EXTRAIT À LIRE:
Dans l’exercice de ses fonctions de supervision des factors, l’ACPR dispose de pouvoirs étendus lui permettant d’intervenir à différents niveaux du cycle de vie des établissements. Ces prérogatives commencent dès la phase d’agrément, se poursuivent par un contrôle permanent et peuvent déboucher sur des sanctions en cas de manquements constatés.
Procédure d’agrément et contrôle à l’entrée
Toute entité souhaitant exercer une activité d’affacturage doit obtenir un agrément préalable délivré par l’ACPR ou, depuis la mise en place du Mécanisme de Supervision Unique (MSU), par la Banque Centrale Européenne sur proposition de l’ACPR pour les établissements significatifs. Cette procédure d’agrément constitue un filtre initial rigoureux qui évalue notamment:
- La qualité et l’honorabilité des dirigeants et actionnaires
- L’adéquation des moyens financiers, techniques et humains
- La pertinence du plan d’affaires et de la stratégie
- La robustesse des dispositifs de contrôle interne et de gestion des risques
Le Collège de l’ACPR, dans sa formation sectorielle bancaire, statue sur les demandes d’agrément des sociétés de financement spécialisées dans l’affacturage. Pour les établissements de crédit exerçant cette activité, la décision finale revient à la BCE depuis novembre 2014.

ÉNONCÉ: Rédigez la suite de l'extrait ci-dessus sur la supervision des factors par l'ACPR, à partir de sa dernière phrase.

LIGNES ENREGISTRÉES:
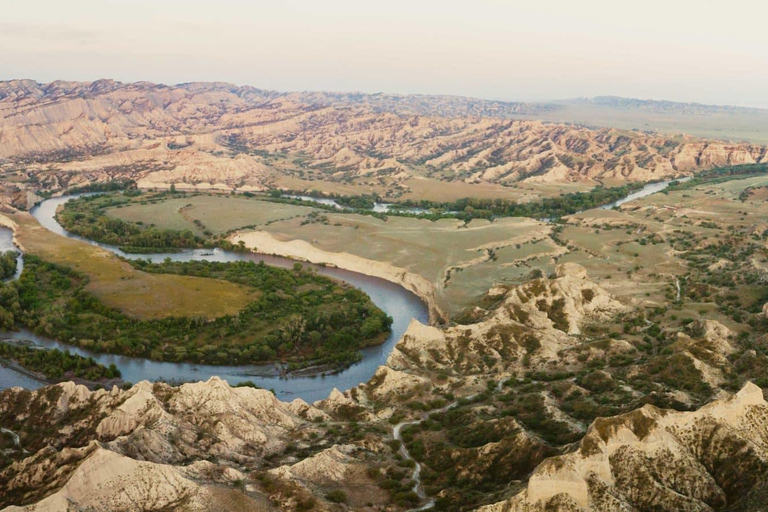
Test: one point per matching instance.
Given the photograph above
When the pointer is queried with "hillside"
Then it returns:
(214, 135)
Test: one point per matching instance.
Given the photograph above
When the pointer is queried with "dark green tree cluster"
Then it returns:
(55, 364)
(297, 317)
(85, 217)
(546, 208)
(8, 264)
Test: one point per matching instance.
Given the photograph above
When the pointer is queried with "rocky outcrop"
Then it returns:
(118, 450)
(265, 243)
(654, 459)
(222, 137)
(533, 322)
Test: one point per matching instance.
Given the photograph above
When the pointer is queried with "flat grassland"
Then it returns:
(634, 253)
(463, 261)
(139, 294)
(215, 213)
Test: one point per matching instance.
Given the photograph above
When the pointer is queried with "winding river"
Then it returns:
(400, 304)
(397, 302)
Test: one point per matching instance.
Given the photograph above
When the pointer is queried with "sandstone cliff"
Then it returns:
(650, 459)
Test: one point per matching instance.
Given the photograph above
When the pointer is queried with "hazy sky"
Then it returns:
(706, 51)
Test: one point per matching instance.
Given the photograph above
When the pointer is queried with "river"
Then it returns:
(397, 302)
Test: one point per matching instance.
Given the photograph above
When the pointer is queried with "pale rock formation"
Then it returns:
(658, 459)
(327, 467)
(218, 137)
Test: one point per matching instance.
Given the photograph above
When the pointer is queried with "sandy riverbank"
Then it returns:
(264, 243)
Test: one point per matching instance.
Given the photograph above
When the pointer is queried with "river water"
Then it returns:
(397, 302)
(400, 304)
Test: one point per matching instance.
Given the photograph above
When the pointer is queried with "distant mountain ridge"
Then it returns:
(227, 136)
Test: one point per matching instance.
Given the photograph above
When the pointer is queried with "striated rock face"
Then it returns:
(219, 136)
(116, 450)
(653, 459)
(532, 321)
(106, 480)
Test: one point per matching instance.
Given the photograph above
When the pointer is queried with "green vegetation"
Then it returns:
(546, 208)
(8, 264)
(297, 316)
(55, 364)
(86, 217)
(719, 175)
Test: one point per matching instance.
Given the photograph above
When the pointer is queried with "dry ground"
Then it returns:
(133, 292)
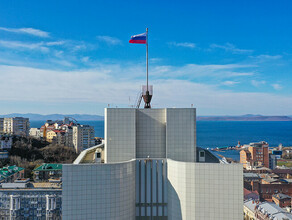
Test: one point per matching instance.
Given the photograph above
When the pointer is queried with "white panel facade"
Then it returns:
(151, 189)
(99, 191)
(120, 134)
(204, 191)
(181, 134)
(150, 133)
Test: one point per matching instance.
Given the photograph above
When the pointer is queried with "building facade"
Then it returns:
(151, 162)
(20, 202)
(47, 171)
(11, 173)
(35, 133)
(15, 126)
(257, 154)
(83, 137)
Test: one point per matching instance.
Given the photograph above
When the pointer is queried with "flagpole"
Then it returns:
(147, 57)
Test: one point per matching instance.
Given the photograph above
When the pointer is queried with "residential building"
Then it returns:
(254, 195)
(152, 170)
(283, 173)
(35, 132)
(249, 209)
(83, 137)
(25, 200)
(264, 211)
(11, 173)
(269, 186)
(4, 155)
(272, 161)
(47, 171)
(15, 126)
(5, 142)
(268, 211)
(51, 135)
(282, 200)
(257, 154)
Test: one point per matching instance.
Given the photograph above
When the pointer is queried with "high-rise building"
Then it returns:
(257, 154)
(83, 137)
(152, 170)
(16, 126)
(25, 200)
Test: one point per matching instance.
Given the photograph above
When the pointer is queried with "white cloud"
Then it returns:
(55, 43)
(29, 31)
(23, 46)
(257, 83)
(183, 44)
(231, 48)
(277, 86)
(229, 83)
(265, 57)
(109, 40)
(115, 83)
(192, 71)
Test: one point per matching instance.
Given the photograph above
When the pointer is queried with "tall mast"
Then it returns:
(147, 58)
(147, 96)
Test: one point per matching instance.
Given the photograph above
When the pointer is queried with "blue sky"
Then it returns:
(224, 57)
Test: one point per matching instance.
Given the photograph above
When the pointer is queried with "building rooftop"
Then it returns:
(274, 211)
(30, 186)
(281, 196)
(49, 167)
(250, 204)
(251, 175)
(247, 192)
(5, 172)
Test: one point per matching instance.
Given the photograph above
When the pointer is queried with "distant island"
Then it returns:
(248, 117)
(87, 117)
(39, 117)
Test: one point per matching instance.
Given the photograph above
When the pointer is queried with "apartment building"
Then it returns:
(11, 173)
(257, 154)
(15, 126)
(24, 200)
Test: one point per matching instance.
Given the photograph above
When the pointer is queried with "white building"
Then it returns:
(151, 171)
(83, 137)
(5, 142)
(35, 132)
(16, 126)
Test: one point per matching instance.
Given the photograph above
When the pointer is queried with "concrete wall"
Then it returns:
(204, 191)
(150, 133)
(120, 134)
(151, 189)
(99, 191)
(181, 134)
(157, 133)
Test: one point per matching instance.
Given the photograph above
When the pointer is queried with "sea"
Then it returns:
(212, 134)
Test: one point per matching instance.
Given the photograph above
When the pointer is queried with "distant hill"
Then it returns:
(248, 117)
(86, 117)
(39, 117)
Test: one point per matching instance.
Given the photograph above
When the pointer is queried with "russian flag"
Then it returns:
(138, 39)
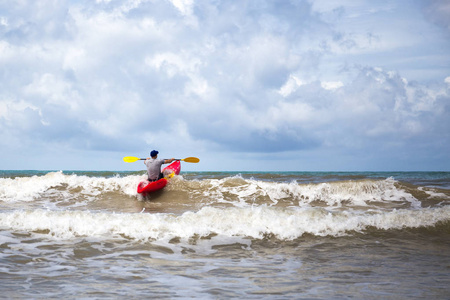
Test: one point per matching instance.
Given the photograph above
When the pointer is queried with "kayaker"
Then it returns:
(154, 166)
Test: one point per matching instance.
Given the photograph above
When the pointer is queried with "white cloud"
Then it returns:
(248, 77)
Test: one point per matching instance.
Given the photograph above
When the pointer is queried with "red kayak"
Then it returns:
(145, 187)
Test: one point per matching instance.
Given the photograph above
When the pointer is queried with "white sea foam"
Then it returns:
(332, 194)
(245, 222)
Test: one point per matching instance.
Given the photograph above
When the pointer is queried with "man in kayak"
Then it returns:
(154, 166)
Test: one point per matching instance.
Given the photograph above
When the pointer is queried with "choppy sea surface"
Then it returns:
(219, 235)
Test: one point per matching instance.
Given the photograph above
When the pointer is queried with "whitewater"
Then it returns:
(225, 234)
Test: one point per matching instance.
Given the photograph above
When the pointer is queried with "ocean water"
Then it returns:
(220, 235)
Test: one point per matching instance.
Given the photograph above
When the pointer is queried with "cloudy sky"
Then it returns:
(251, 85)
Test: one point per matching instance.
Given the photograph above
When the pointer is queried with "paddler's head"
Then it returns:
(154, 153)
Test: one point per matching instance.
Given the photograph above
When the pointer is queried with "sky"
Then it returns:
(248, 85)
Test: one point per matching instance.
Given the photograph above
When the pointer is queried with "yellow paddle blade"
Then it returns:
(130, 159)
(191, 159)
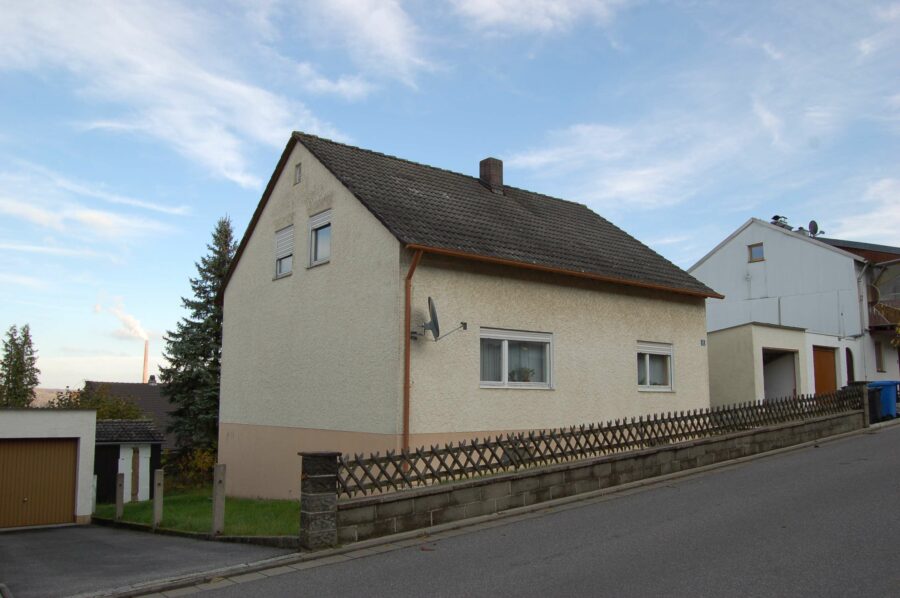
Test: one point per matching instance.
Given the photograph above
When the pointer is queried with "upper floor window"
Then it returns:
(654, 366)
(284, 251)
(320, 238)
(515, 359)
(755, 253)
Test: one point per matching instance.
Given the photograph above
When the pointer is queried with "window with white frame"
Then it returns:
(284, 251)
(654, 366)
(516, 359)
(320, 238)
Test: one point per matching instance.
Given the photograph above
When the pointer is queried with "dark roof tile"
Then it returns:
(123, 430)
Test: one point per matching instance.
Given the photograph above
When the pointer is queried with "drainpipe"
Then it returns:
(407, 326)
(863, 312)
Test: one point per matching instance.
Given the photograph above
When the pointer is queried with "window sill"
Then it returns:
(529, 387)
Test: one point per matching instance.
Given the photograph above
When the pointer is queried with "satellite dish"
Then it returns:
(433, 325)
(874, 294)
(813, 228)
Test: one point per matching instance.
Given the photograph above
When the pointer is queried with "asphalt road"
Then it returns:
(71, 560)
(819, 521)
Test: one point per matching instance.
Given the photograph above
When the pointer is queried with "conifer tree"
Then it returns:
(18, 368)
(193, 350)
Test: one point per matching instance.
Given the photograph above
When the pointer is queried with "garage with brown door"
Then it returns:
(46, 458)
(38, 481)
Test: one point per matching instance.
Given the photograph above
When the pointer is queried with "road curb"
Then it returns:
(286, 563)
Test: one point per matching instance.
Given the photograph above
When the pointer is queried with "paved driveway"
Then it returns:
(73, 560)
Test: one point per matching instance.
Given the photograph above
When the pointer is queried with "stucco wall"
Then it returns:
(595, 327)
(125, 460)
(732, 378)
(57, 423)
(319, 348)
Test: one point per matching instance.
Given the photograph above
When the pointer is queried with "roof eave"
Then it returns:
(563, 271)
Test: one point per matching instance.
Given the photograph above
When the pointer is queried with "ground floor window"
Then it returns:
(654, 361)
(515, 359)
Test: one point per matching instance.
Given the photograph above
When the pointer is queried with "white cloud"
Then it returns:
(536, 16)
(770, 122)
(58, 251)
(379, 35)
(162, 64)
(347, 87)
(876, 217)
(7, 278)
(651, 164)
(97, 192)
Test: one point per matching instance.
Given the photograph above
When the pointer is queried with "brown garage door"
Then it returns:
(37, 481)
(825, 369)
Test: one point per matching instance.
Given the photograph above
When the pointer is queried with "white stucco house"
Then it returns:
(801, 314)
(549, 315)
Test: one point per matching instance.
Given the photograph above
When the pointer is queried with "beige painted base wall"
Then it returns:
(263, 461)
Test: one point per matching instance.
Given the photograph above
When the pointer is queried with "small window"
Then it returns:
(755, 253)
(284, 251)
(514, 359)
(654, 364)
(320, 238)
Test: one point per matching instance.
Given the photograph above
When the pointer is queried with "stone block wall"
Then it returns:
(370, 517)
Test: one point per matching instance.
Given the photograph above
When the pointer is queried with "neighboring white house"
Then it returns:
(800, 315)
(568, 319)
(46, 466)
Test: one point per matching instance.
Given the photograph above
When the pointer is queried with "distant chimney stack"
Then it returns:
(146, 361)
(491, 174)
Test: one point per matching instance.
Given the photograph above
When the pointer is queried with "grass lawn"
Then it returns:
(191, 511)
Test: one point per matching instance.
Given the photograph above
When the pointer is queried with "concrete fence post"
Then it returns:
(218, 499)
(120, 495)
(158, 483)
(318, 500)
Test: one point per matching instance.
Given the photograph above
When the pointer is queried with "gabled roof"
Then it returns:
(114, 431)
(784, 231)
(148, 397)
(446, 212)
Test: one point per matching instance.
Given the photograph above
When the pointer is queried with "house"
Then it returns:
(548, 314)
(46, 473)
(801, 314)
(148, 396)
(129, 447)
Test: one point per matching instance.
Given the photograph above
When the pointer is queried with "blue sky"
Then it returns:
(127, 129)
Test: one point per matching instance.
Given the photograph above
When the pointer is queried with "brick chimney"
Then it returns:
(491, 174)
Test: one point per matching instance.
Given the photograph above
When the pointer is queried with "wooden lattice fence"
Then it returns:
(398, 470)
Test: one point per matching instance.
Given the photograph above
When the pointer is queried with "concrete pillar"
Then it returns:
(120, 495)
(158, 480)
(318, 500)
(218, 499)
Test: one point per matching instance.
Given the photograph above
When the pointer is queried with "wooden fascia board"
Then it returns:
(542, 268)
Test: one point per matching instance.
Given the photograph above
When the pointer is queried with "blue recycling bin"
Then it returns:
(886, 406)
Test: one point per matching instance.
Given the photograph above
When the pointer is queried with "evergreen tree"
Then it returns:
(194, 349)
(18, 368)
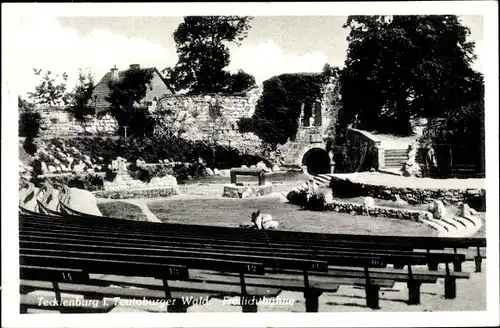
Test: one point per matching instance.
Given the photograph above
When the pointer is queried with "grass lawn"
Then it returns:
(232, 212)
(122, 210)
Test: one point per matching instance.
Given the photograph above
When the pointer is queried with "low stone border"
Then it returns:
(234, 191)
(136, 193)
(390, 212)
(476, 198)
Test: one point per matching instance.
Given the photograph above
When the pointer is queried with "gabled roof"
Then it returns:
(102, 90)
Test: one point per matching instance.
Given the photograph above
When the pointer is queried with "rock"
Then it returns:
(261, 165)
(438, 209)
(368, 202)
(465, 210)
(45, 169)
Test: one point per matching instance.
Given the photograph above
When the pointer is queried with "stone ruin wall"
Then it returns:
(193, 114)
(198, 125)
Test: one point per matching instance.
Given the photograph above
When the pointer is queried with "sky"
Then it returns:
(275, 44)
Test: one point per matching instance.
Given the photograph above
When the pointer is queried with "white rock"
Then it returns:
(368, 202)
(44, 168)
(465, 210)
(438, 210)
(261, 165)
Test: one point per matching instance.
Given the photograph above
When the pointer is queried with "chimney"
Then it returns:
(114, 73)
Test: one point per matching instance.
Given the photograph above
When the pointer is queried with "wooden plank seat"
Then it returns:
(401, 242)
(326, 254)
(414, 242)
(413, 277)
(170, 289)
(61, 225)
(199, 259)
(66, 304)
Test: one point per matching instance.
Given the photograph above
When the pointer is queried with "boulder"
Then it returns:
(438, 209)
(45, 169)
(368, 202)
(465, 210)
(261, 165)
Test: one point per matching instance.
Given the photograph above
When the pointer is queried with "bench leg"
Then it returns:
(450, 287)
(414, 292)
(249, 308)
(457, 266)
(177, 306)
(248, 304)
(312, 300)
(372, 299)
(478, 260)
(432, 266)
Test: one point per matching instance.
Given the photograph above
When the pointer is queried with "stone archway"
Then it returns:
(317, 161)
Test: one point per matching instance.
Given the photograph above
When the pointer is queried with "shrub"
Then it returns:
(29, 123)
(29, 146)
(110, 175)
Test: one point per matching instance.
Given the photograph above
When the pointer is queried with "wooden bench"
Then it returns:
(73, 231)
(323, 253)
(97, 288)
(251, 172)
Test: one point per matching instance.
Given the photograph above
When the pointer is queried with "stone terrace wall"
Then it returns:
(58, 122)
(476, 198)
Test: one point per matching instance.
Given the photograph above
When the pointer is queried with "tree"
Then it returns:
(201, 43)
(404, 67)
(278, 110)
(29, 119)
(81, 106)
(240, 81)
(125, 96)
(51, 91)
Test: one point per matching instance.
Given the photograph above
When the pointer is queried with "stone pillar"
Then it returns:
(301, 117)
(381, 157)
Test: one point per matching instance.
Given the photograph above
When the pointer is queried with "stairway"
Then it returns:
(394, 158)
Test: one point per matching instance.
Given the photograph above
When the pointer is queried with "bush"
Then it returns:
(29, 123)
(110, 175)
(29, 146)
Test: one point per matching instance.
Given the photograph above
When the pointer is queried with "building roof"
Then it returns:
(101, 90)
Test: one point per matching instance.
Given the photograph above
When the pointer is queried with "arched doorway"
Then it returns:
(317, 161)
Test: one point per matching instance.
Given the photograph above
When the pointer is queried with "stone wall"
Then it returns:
(136, 193)
(58, 122)
(476, 198)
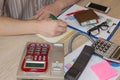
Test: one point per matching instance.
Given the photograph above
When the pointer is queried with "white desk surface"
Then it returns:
(12, 47)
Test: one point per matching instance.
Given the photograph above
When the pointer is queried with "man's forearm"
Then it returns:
(65, 3)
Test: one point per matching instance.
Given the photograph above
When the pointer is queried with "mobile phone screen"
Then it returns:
(97, 6)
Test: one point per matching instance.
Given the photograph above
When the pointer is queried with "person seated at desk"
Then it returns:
(32, 17)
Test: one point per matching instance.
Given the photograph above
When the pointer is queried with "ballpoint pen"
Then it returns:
(53, 17)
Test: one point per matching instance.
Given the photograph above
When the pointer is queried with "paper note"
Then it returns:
(62, 37)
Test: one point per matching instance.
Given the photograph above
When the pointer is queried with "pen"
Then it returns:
(53, 17)
(74, 12)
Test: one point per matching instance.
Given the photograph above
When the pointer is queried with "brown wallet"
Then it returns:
(86, 15)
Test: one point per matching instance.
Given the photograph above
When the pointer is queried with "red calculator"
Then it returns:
(36, 57)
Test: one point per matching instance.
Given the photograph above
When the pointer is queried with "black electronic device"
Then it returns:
(98, 7)
(108, 50)
(75, 71)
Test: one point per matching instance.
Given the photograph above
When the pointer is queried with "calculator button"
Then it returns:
(39, 58)
(35, 58)
(29, 58)
(44, 58)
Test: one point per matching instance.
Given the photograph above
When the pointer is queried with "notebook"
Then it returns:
(85, 16)
(60, 38)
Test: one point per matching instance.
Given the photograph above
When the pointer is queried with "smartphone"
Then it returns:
(108, 50)
(98, 7)
(36, 57)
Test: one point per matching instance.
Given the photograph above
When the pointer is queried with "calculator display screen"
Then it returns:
(33, 64)
(117, 53)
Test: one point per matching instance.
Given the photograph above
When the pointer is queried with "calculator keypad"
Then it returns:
(104, 48)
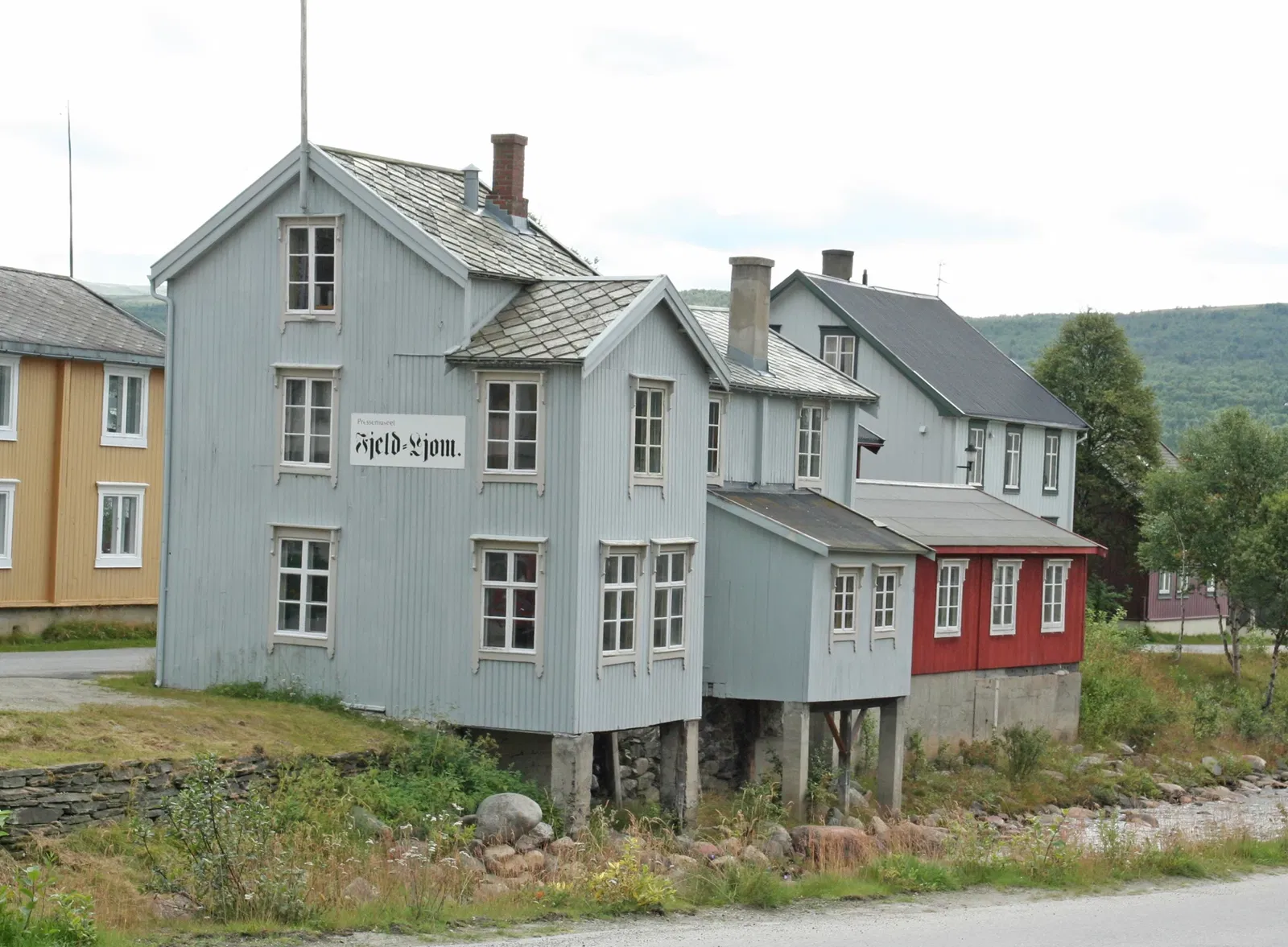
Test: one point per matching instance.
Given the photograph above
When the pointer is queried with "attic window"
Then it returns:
(312, 268)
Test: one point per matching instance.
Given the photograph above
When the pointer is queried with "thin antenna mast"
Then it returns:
(71, 244)
(304, 105)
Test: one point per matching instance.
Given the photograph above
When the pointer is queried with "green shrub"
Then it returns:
(1023, 749)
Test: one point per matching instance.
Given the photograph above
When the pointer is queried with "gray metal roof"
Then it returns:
(435, 200)
(791, 371)
(53, 315)
(943, 515)
(821, 519)
(555, 319)
(940, 352)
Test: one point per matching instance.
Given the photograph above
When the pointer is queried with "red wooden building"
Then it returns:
(998, 616)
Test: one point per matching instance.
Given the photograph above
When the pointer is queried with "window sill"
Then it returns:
(302, 638)
(118, 562)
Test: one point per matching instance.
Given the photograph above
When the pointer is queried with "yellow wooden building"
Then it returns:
(81, 425)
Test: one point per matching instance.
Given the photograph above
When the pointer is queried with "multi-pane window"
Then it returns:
(839, 352)
(8, 397)
(126, 407)
(510, 600)
(620, 590)
(650, 417)
(948, 599)
(512, 427)
(304, 587)
(1051, 462)
(8, 488)
(845, 599)
(669, 586)
(715, 410)
(1005, 579)
(120, 526)
(311, 268)
(307, 421)
(886, 590)
(1014, 447)
(1055, 577)
(809, 443)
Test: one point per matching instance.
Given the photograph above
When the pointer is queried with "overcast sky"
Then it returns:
(1054, 157)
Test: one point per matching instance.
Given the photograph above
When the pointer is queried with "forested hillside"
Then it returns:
(1198, 360)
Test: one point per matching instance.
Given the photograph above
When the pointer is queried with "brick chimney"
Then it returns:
(839, 263)
(508, 174)
(749, 311)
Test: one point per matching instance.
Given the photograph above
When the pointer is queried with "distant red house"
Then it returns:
(998, 616)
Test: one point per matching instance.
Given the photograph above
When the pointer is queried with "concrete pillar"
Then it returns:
(890, 754)
(794, 754)
(679, 785)
(571, 757)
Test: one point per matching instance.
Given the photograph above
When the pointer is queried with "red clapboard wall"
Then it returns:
(976, 648)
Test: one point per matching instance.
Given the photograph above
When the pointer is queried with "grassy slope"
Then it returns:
(196, 723)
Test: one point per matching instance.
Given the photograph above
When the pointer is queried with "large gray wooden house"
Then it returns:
(423, 457)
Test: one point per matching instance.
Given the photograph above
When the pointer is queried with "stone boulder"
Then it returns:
(834, 846)
(506, 817)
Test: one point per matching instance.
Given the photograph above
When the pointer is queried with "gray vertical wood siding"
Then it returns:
(406, 611)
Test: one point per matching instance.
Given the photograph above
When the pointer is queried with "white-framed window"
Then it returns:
(976, 438)
(1055, 586)
(120, 526)
(948, 599)
(648, 444)
(809, 446)
(312, 268)
(715, 440)
(8, 492)
(847, 583)
(1051, 462)
(1006, 581)
(304, 586)
(670, 599)
(839, 352)
(1014, 455)
(308, 418)
(8, 397)
(126, 407)
(620, 616)
(514, 425)
(886, 603)
(1165, 584)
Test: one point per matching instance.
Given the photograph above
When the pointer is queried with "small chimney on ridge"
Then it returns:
(749, 311)
(472, 188)
(508, 174)
(839, 263)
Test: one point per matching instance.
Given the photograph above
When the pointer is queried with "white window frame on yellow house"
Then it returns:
(122, 438)
(10, 397)
(8, 493)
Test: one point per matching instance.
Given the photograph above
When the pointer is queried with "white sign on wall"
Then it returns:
(407, 440)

RÉPONSE ATTENDUE:
Pouvoirs de contrôle continu et d’intervention
Une fois l’agrément accordé, l’ACPR exerce une surveillance permanente des sociétés d’affacturage à travers:
Le contrôle sur pièces, qui repose sur l’analyse des reportings réglementaires périodiques transmis par les établissements. Ces documents incluent des états financiers, des ratios prudentiels et des informations sur la qualité des portefeuilles de créances. Le Secrétariat général de l’ACPR dispose d’équipes spécialisées qui scrutent ces données pour détecter d’éventuelles anomalies ou dégradations.
Le contrôle sur place, qui prend la forme de missions d’inspection menées par des équipes de l’ACPR au sein même des établissements. Ces missions, programmées ou inopinées, permettent de vérifier concrètement le respect des obligations réglementaires, la fiabilité des processus et la qualité de la gestion des risques. Pour les factors d’envergure européenne, ces contrôles peuvent être coordonnés avec d’autres autorités nationales sous l’égide de la BCE.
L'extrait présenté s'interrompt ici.